## What is asked
Output the records exactly. Include every line.

## Dataset
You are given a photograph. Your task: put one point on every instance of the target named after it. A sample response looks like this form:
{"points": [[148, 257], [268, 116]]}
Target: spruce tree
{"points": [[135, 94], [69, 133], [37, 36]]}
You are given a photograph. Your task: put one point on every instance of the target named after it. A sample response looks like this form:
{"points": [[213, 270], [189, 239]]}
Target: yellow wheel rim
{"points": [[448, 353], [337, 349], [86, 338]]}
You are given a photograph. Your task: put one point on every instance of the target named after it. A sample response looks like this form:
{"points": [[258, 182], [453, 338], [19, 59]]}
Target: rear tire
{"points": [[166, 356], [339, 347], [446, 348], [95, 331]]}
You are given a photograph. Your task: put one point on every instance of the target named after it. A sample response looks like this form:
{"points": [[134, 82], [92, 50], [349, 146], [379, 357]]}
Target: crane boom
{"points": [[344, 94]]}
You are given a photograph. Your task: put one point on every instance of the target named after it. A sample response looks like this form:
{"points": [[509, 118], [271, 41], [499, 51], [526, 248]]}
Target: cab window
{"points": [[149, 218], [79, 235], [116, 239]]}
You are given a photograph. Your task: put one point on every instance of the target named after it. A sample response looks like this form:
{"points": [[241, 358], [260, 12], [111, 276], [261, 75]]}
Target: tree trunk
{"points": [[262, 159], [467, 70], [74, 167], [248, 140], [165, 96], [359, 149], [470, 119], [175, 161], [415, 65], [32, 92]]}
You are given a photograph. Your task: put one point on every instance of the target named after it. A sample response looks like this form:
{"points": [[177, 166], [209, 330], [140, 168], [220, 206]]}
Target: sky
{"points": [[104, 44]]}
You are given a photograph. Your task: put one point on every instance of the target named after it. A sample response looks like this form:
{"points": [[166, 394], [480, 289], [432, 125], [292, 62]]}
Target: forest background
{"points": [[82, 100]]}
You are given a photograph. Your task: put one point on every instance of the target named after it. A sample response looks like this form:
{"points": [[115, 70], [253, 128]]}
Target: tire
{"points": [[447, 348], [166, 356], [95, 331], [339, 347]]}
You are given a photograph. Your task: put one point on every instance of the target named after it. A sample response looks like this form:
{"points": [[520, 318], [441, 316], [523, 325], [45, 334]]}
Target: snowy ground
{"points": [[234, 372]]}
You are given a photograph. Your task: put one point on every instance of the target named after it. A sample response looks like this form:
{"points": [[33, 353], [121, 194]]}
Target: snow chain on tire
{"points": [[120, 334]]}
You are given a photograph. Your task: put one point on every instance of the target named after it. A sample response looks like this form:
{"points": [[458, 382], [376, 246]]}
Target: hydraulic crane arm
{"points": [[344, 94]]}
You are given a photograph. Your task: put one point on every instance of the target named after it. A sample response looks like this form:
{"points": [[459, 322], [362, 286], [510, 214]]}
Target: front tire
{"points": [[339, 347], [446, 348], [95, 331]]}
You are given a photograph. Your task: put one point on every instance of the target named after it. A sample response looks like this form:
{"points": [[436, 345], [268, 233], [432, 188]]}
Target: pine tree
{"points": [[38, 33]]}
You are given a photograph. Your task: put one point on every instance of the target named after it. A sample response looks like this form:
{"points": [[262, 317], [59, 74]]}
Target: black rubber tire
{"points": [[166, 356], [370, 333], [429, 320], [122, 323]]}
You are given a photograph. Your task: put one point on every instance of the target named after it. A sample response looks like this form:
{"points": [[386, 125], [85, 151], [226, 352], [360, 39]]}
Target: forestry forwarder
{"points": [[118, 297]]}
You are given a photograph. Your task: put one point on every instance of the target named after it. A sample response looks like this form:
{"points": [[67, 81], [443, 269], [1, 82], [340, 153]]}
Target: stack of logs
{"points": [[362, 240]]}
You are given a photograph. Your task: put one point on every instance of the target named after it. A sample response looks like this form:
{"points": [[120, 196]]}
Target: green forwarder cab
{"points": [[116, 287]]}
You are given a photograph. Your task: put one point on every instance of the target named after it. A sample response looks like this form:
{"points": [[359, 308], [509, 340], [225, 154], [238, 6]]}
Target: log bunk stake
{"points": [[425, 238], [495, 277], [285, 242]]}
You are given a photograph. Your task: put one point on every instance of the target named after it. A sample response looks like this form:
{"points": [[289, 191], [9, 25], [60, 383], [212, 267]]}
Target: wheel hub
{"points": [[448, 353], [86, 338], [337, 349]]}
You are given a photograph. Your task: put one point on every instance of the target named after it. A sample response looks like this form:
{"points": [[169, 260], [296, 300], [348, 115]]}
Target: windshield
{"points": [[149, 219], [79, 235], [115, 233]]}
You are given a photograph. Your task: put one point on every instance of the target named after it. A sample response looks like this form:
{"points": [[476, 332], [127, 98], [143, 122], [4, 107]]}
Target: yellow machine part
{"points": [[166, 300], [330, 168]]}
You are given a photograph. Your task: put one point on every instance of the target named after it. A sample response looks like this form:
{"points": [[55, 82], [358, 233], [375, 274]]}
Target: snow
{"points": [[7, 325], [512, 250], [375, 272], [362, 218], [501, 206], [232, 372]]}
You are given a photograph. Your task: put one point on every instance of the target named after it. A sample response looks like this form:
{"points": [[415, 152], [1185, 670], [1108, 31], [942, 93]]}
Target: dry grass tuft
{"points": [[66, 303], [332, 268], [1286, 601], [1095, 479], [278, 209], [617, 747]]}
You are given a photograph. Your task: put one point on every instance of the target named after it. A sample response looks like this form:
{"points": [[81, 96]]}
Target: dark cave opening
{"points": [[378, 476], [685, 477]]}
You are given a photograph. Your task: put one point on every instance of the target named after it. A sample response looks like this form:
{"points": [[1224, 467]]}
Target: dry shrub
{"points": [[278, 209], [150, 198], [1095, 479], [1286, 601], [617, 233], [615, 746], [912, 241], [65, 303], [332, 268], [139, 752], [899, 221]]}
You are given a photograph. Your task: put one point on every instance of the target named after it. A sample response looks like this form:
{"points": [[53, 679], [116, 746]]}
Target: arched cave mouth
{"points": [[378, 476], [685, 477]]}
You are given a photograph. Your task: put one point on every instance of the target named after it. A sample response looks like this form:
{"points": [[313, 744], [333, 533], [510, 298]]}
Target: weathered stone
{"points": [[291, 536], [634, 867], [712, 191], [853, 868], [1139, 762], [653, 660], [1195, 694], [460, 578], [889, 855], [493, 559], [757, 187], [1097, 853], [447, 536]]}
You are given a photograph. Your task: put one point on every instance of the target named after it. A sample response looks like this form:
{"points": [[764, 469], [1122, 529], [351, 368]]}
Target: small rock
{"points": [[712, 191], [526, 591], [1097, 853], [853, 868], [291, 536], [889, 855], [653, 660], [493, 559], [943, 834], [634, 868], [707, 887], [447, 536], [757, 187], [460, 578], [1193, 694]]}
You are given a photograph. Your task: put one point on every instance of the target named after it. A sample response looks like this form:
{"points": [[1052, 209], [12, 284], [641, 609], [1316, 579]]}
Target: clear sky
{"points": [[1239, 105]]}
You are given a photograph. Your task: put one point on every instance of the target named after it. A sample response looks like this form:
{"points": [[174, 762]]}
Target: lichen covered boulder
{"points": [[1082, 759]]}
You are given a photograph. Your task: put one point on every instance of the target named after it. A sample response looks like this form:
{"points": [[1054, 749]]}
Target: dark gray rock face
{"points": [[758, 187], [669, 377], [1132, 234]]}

## Solved problem
You are given a photograph. Your task: put one point on every instance of the target named after it. A sample response looks like this form:
{"points": [[148, 257], [268, 116]]}
Target: spruce tree
{"points": [[135, 94], [69, 133], [37, 36]]}
You are given a photograph. Your task: put one point on every instance of the target named after it. A sample response looks like this form:
{"points": [[213, 270], [189, 239]]}
Target: yellow wheel rim
{"points": [[448, 353], [337, 349], [86, 338]]}
You are given a photograph. Your task: put one point on every instance of the target named after it. A sample response looks like this form:
{"points": [[258, 182], [453, 338], [19, 59]]}
Target: rear tire
{"points": [[166, 356], [339, 347], [446, 348], [95, 331]]}
You are given a photograph. Your task: put one point on every instance of the target named after it. A sample response looks like this form:
{"points": [[134, 82], [92, 50], [349, 146], [379, 357]]}
Target: crane boom
{"points": [[344, 94]]}
You are given a photograph. Your task: put one point on every instance of the target named after it. A sample response looks like this form:
{"points": [[509, 118], [271, 41], [499, 51], [526, 248]]}
Target: cab window
{"points": [[149, 218], [79, 235], [116, 239]]}
You are given a photograph. Your task: put one point on every instance of the target named after it. A sample response looks like this form:
{"points": [[241, 358], [260, 12], [111, 276], [261, 75]]}
Target: tree trunk
{"points": [[262, 159], [467, 70], [74, 167], [248, 140], [165, 96], [359, 149], [470, 119], [175, 161], [415, 65], [32, 92]]}
You are given a photograph. Your task: put one point on every instance of the target named after it. A sample response looks like this form:
{"points": [[177, 166], [209, 330], [140, 168], [220, 206]]}
Target: sky
{"points": [[104, 44]]}
You are given a photograph. Your task: put one point on every instance of the target named after it. A sample response looks like this form:
{"points": [[166, 394], [480, 289], [432, 125], [292, 62]]}
Target: forest background
{"points": [[82, 100]]}
You are given a photograph. Your task: put one point on every instance of the target named after it. A sample response looks like this form:
{"points": [[115, 70], [253, 128]]}
Target: tire
{"points": [[447, 348], [166, 356], [95, 331], [339, 347]]}
You are given a photograph. Your task: put one point on every instance of the target named after it. A sample response looks like this form:
{"points": [[520, 318], [441, 316], [523, 325], [45, 334]]}
Target: snowy ground
{"points": [[234, 372]]}
You are given a photograph. Your task: put one point on every instance of the target named after it. A sample response looks like this form:
{"points": [[33, 353], [121, 194]]}
Target: snow chain on tire
{"points": [[120, 334]]}
You are given a photograph. Your task: put one point on every instance of the target named after it. A sample response looks like this form:
{"points": [[458, 382], [376, 246]]}
Target: hydraulic crane arm
{"points": [[344, 94]]}
You are given a photograph. Your task: put one point on every instance of the target named after it. A sample response looks like this form:
{"points": [[459, 322], [362, 286], [510, 214]]}
Target: front tire
{"points": [[339, 347], [446, 348], [95, 331]]}
You are given a photograph. Your task: put one point on every instance of the target named after it. A sample response looks like this form:
{"points": [[436, 345], [268, 233], [432, 188]]}
Target: pine tree
{"points": [[38, 33]]}
You are given a photograph. Your task: put one point on every instance of the target named after it. A sample response looks like this form:
{"points": [[262, 317], [59, 74]]}
Target: black rubber tire
{"points": [[166, 356], [370, 333], [429, 320], [122, 323]]}
You are given a photograph. Your task: put one point on every instance of the target named after it. A sample response looks like this form:
{"points": [[386, 125], [85, 151], [226, 352], [360, 39]]}
Target: forestry forwarder
{"points": [[118, 297]]}
You are given a photograph. Your task: put one point on every instance of the target named after it. A sample response looks like this form:
{"points": [[67, 81], [443, 269], [1, 82], [340, 153]]}
Target: stack of logs
{"points": [[362, 240]]}
You are given a photograph. Your task: put one point on every instance of the target named after it. A sample response looks like this form:
{"points": [[120, 196]]}
Target: green forwarder cab
{"points": [[116, 287]]}
You are given a photograph. Your task: put one point on every instance of the target named after it. A sample response looks like this form:
{"points": [[359, 308], [509, 340], [225, 154], [238, 6]]}
Target: log bunk stake
{"points": [[425, 238], [495, 277], [285, 242]]}
You are given a photograph. Your task: put one point on every instance of the target named after it. A sample response looks like this form:
{"points": [[289, 191], [9, 25], [60, 383], [212, 267]]}
Target: wheel hub
{"points": [[448, 353], [86, 338], [337, 349]]}
You are given a photograph. Your task: put one point on every instance of the target named after it. A sample response looks like this form:
{"points": [[169, 260], [296, 300], [348, 115]]}
Target: windshield
{"points": [[149, 219], [79, 235], [115, 233]]}
You are given a photograph. Your task: put one point on every instance of the target named after it. A sample response looks like this form:
{"points": [[476, 332], [127, 98], [143, 122], [4, 107]]}
Target: yellow machine part
{"points": [[166, 300], [330, 168]]}
You are given a photograph. Your task: put one point on every instance of the target named after it. A sample response looks like this form:
{"points": [[55, 82], [358, 233], [375, 274]]}
Target: snow
{"points": [[7, 325], [512, 250], [375, 272], [362, 218], [501, 206], [232, 372]]}
You are given a photograph. Your task: put one point on every instance of the target named after it. A sample response looks like this form:
{"points": [[415, 152], [1185, 670], [1108, 31], [942, 93]]}
Target: dry grass tuft
{"points": [[66, 303], [332, 268], [1286, 601], [1095, 479], [278, 209], [617, 747]]}
You are given a photograph. Your task: put one point on every instance of the target named after it. A sample response looks like this form:
{"points": [[81, 96]]}
Target: dark cave opening
{"points": [[378, 476], [685, 477]]}
You are given a photograph. Your task: put one point on every instance of the target named after it. A sample response looks like this form:
{"points": [[1224, 467]]}
Target: dry shrub
{"points": [[278, 209], [150, 198], [1095, 479], [1286, 601], [617, 233], [615, 746], [912, 241], [65, 303], [332, 268], [139, 752], [899, 221]]}
You are given a photograph. Your task: put one point on every instance of the target named after it. A sample response looks like this form:
{"points": [[53, 679], [116, 746]]}
Target: arched cave mouth
{"points": [[378, 476], [685, 477]]}
You are given a photograph. Your task: put one point on every instance of the target named after it. A sample response looks like this form:
{"points": [[313, 744], [333, 533], [510, 298]]}
Target: weathered stone
{"points": [[291, 536], [634, 867], [712, 191], [853, 868], [1139, 762], [653, 660], [1195, 694], [460, 578], [889, 855], [493, 559], [757, 187], [1097, 853], [447, 536]]}
You are given a photograph. Your task: put one point on every instance of the target named after it. A sample response looks like this form:
{"points": [[764, 469], [1122, 529], [351, 368]]}
Target: small rock
{"points": [[712, 191], [526, 591], [1097, 853], [853, 868], [291, 536], [889, 855], [653, 660], [493, 559], [943, 834], [634, 868], [707, 887], [447, 536], [757, 187], [460, 578], [1193, 694]]}
You are given a photograph. Your task: put one point on every instance of the target named after it. A sample response looks like this form:
{"points": [[1052, 209], [12, 284], [641, 609], [1316, 579]]}
Target: clear sky
{"points": [[1239, 105]]}
You are given a photograph. Your task: put one point on every instance of the target named after it. A sample response looks like this form:
{"points": [[174, 762]]}
Target: lichen covered boulder
{"points": [[1082, 759]]}
You are given a photograph. Your task: put one point on every instance of the target named after it. A sample response looks like this form:
{"points": [[1054, 749]]}
Target: dark gray rock face
{"points": [[758, 187], [669, 377], [1132, 234]]}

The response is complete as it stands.